▶ _Directive 1_: Change every "pin" to "marker" in the records, starting with the line with "the wasp abdomen" and going on through the end of the records, leaving all else unchanged. Return only those lines, without the pictures.

------------------------------------------------------------------------

Similarly, I run my benchmark with the same parameters and scale to 2 instances after 2 minutes.

The graph for this experiment has been lost and I didn’t find the courage to run everything again. The observations below are based on notes taken at the time. I’ll try to update this blog post if I ever find time to run the experiments again.

After scaling, both instances were receiving traffic, confirming that UDP-based routing does distribute load across replicas as expected. Performance-wise, it’s difficult to draw firm conclusions : results were noisy enough that it’s hard to tell how much came from the implementation and how much is inherent to UDP. It’s also worth noting that we’re not using HTTP/3 to its full potential here, as features like multiplexing are left on the table.

Conclusion

This was a purely exploratory exercise and definitely not something I’d recommend for production, especially given the complexity of managing internal certificates (though tools like cert-manager could make that more manageable).

That said, it’s genuinely interesting to see that HTTP/3 does solve the load balancing problem we set out to investigate. I also haven’t explored the option of placing a reverse proxy in front that would accept HTTP/1.1 or HTTP/2 traffic and forward it as HTTP/3 on the backend, which could be a cleaner real-world approach.

For now, it’s probably best to wait for the ecosystem to mature a bit more.

------------------------------------------------------------------------

▶ _Directive 2_:
Answer these questions from the HTTP/3 load balancing text:
(a) How many instances does the benchmark scale to, and after how long?
(b) Which tool is named as a way to make internal certificate management easier?
(c) What HTTP/3 feature is given as an example of one left on the table?

------------------------------------------------------------------------

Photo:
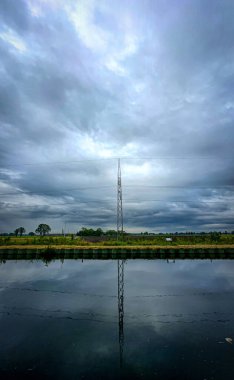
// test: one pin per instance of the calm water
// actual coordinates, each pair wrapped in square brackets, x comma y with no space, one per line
[61,321]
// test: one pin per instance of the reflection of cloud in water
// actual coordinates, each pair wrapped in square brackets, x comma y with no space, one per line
[172,312]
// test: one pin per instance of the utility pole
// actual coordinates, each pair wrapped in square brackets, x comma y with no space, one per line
[120,266]
[121,309]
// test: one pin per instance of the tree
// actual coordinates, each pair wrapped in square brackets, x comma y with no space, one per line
[20,231]
[43,229]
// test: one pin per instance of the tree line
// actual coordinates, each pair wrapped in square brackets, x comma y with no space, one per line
[42,230]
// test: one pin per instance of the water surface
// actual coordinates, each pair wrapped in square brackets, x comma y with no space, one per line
[61,320]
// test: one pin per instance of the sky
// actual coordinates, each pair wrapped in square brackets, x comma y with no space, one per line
[83,83]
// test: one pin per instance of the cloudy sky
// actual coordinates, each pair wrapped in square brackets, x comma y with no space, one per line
[83,82]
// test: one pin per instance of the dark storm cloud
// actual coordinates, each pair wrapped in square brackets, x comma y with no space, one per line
[90,80]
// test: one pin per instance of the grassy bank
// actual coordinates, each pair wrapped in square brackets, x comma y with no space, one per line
[128,241]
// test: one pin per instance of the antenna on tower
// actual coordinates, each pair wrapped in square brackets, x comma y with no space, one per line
[119,204]
[120,266]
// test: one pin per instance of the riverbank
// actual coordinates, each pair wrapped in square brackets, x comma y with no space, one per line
[48,253]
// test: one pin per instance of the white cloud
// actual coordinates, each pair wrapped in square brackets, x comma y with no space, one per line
[14,40]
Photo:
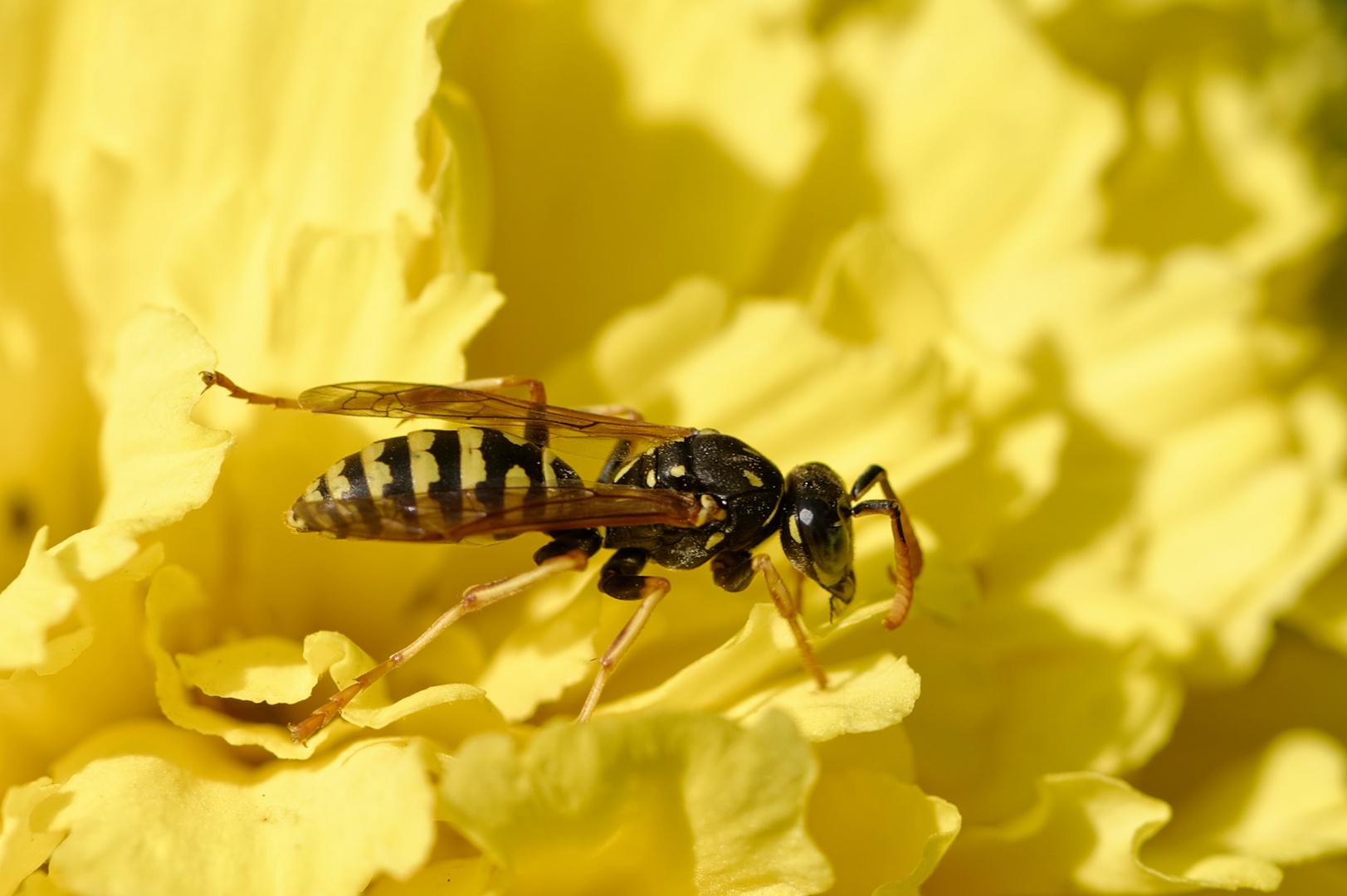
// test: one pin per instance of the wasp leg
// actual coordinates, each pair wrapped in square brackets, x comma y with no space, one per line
[622,411]
[789,609]
[907,550]
[216,377]
[622,578]
[536,391]
[475,598]
[652,592]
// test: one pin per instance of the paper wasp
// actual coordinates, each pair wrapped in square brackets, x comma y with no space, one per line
[674,496]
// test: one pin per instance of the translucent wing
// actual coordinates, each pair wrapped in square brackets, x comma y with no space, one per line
[471,407]
[486,512]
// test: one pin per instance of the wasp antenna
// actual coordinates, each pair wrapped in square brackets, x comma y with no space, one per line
[216,377]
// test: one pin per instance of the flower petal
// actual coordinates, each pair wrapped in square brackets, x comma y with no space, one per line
[661,803]
[149,807]
[22,849]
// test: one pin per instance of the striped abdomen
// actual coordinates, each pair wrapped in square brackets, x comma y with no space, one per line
[425,485]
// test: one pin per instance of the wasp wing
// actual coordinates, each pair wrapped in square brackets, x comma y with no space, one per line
[492,512]
[471,407]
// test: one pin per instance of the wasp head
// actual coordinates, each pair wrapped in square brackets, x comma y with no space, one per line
[817,530]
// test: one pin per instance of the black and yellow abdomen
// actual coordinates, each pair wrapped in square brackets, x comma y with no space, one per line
[425,485]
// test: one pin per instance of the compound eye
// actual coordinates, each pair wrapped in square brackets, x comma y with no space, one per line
[827,539]
[817,535]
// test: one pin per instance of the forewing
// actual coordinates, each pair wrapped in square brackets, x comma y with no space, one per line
[486,512]
[471,407]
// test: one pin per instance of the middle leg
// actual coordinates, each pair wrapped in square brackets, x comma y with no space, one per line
[622,578]
[475,598]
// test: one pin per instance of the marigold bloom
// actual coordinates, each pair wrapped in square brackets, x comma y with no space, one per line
[1053,272]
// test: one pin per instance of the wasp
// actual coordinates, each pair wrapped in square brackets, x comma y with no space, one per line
[666,494]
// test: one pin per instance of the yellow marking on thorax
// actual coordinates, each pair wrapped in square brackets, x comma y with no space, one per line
[425,466]
[627,468]
[549,473]
[378,475]
[471,465]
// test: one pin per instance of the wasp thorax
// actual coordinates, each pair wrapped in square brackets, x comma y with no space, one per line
[817,535]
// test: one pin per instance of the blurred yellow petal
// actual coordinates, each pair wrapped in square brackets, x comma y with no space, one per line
[37,600]
[988,150]
[1286,807]
[744,73]
[661,803]
[23,849]
[38,884]
[322,827]
[1085,835]
[1009,695]
[871,822]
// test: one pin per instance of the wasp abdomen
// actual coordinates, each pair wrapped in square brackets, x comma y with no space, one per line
[384,490]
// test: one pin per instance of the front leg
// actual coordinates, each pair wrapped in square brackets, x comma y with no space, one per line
[907,548]
[733,570]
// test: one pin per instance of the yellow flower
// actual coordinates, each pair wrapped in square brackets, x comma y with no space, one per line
[1022,265]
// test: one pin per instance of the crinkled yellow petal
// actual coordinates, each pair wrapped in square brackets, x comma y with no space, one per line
[261,670]
[177,616]
[655,805]
[549,650]
[759,671]
[886,397]
[149,807]
[23,849]
[271,671]
[157,462]
[996,695]
[95,675]
[218,207]
[1085,835]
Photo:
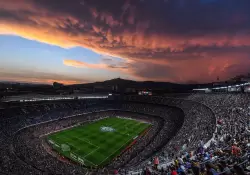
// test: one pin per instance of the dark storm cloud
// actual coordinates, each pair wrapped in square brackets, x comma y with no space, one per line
[176,40]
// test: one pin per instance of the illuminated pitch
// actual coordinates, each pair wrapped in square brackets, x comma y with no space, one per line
[96,144]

------------------------------------------------------------------------

▶ _Expected output 1_:
// test: one marker per instance of the wasp abdomen
// actual coordinates, each pair wrapped in square brackets, x comma y with no space, one per line
[384,490]
// test: one marker per instance of the front leg
// actual coordinates, each pair wrapped in square brackets, x comma y with no space, one per line
[907,548]
[733,570]
// test: one marker per instance of the yellow flower
// actual coordinates, each pair wrapped in square brackets, x comma y with no space, one per line
[1022,265]
// test: one marker per instance of the crinkled yellow petal
// actual coordinates, each pair wrapped in square brackets, x comma y with no space, one per line
[261,670]
[177,616]
[655,805]
[549,650]
[759,671]
[886,397]
[149,807]
[23,849]
[271,671]
[157,462]
[996,695]
[95,675]
[218,207]
[1085,835]
Photo:
// test: one marker per instance of the dark storm cloud
// actual coordinates, each pair wrapped in square brackets, x comma y with no space, one per line
[176,40]
// test: one marker per instance of the illuminated pitch
// actual coordinates, each pair wrapped in square brackets, x comma y with no space, one per line
[96,144]

▶ _Expected output 2_:
(a) 2 instances, after 2 minutes.
(b) cert-manager.
(c) Multiplexing.